Reproduce every one of the lines below verbatim, leaving out the pictures.
** START AVAILABLE DATA **
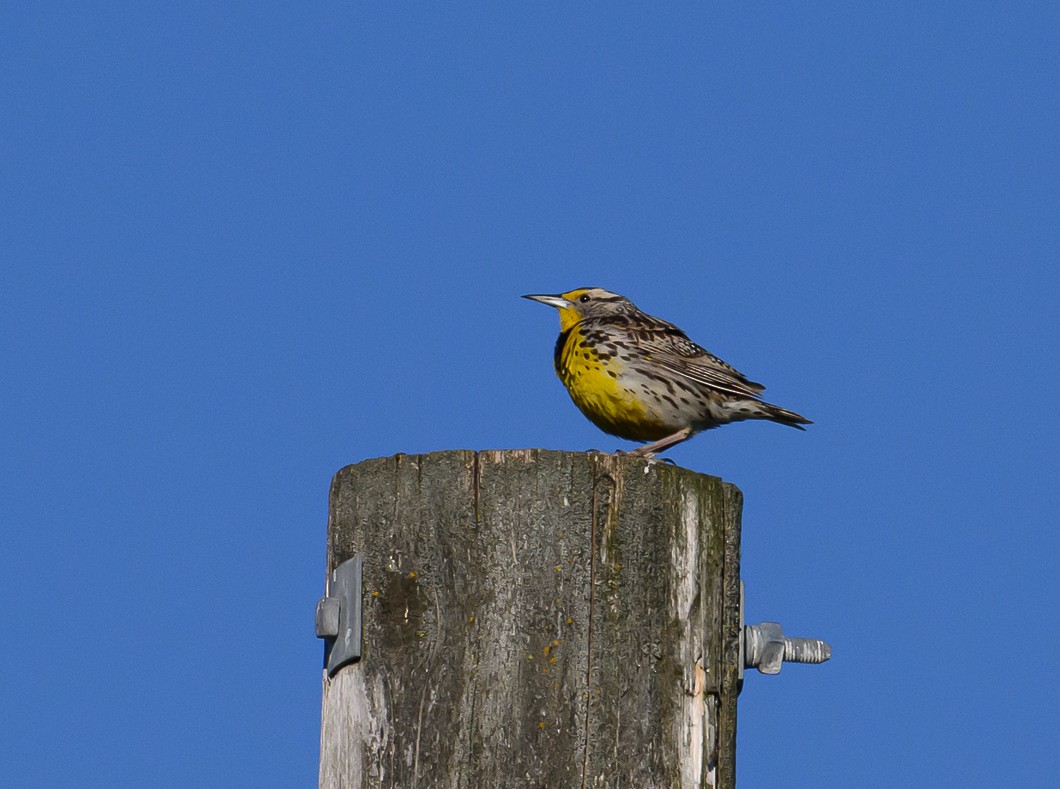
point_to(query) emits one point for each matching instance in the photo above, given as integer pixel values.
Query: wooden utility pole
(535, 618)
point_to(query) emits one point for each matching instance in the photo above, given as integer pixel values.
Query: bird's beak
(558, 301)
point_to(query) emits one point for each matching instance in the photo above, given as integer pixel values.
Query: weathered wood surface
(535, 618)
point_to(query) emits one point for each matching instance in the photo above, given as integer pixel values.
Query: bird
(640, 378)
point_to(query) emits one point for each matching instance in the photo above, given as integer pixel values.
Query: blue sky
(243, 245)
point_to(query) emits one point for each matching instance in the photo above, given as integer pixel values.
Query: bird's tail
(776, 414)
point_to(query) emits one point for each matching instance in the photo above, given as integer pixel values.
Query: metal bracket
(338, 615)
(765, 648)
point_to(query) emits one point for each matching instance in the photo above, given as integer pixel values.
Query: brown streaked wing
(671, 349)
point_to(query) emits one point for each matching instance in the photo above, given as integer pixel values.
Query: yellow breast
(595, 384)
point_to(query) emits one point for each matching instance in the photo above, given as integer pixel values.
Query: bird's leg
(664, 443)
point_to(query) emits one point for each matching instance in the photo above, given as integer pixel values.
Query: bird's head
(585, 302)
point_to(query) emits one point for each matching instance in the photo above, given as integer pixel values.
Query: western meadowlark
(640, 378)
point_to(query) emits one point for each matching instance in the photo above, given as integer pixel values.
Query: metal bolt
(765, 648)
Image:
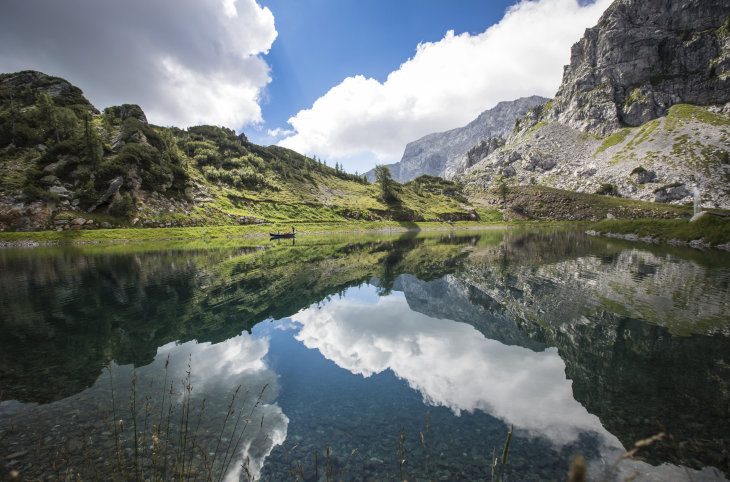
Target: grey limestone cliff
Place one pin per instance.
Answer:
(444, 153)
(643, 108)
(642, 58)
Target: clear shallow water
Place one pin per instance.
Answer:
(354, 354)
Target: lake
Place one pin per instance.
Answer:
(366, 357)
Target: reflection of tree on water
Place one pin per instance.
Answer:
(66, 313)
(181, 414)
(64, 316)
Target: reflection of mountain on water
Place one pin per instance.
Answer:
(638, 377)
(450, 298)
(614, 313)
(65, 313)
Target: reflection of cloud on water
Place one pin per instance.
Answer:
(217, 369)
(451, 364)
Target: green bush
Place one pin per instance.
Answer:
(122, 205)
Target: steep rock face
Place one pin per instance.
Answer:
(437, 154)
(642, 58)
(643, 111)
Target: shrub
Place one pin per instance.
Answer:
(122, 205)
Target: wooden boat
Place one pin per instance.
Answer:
** END AVAILABLE DATA **
- [ANSWER FOR THIS EXERCISE]
point_to(query) emits one point for each matching instance in the photo above, given as integer pixel values.
Query: wooden utility pole
(535, 618)
point_to(query) emits one point for each matching instance in the photo above, given as integer pixel values.
Query: bird's beak
(558, 301)
point_to(query) emits one point for each matching instance in the photo above, given as integer pixel values.
Query: weathered wood surface
(535, 618)
point_to(query) emits one point for each matching instance in the photo above, given as integer pixel values.
Query: bird
(640, 378)
point_to(query) emits one point for each matching instance in the photo above, given as integer pixel values.
Query: blue sky
(243, 245)
point_to(query) emits one point for each matching instance in the photo above, given as integer pixel values.
Query: bird's tail
(776, 414)
point_to(query) emits one point for each matching instance in the photo above, given as integer pixel values.
Query: metal bracket
(338, 615)
(765, 648)
point_to(query) emits one point for each matching instance in the photo above, given as integer pixel values.
Query: brown streaked wing
(671, 349)
point_to(query) emits one point for each matching instance in the photo above, given as integer pixel values.
Query: yellow breast
(595, 384)
point_to(query) emits one point for each matching instance in the photo above, given as integer pixel values.
Query: bird's leg
(664, 443)
point_to(query) emits one point for each matching instance in the photo above, given as integer pixel values.
Query: bird's head
(585, 302)
point_to(query) emits one point for each matching instance in the photo above, given as integer pixel values.
Query: western meadowlark
(640, 378)
point_to(query) emits one point for each matching instance in the photo above, given as integer pixel values.
Query: metal bolt
(765, 648)
Image:
Target: grey limestone cliff
Place one pin per instance.
Answer:
(444, 153)
(643, 108)
(642, 58)
Target: clear shallow water
Place one pin per instance.
Answer:
(354, 354)
Target: lake
Place one pin per instance.
Answer:
(366, 357)
Target: reflection of tree on water
Place one pin per instance.
Answer:
(66, 313)
(181, 414)
(64, 316)
Target: reflection of mountain on water
Place one pin per instance.
Answer:
(638, 377)
(450, 298)
(614, 313)
(65, 313)
Target: reflection of cloud on water
Place one pin per instance.
Answer:
(217, 369)
(451, 364)
Target: green bush
Place one pin per instance.
Answer:
(122, 205)
Target: steep rock face
Place one pin per instance.
Answer:
(437, 154)
(642, 58)
(643, 111)
Target: shrub
Place one pin per instance.
Answer:
(122, 205)
Target: wooden boat
Place one pin per instance.
Answer:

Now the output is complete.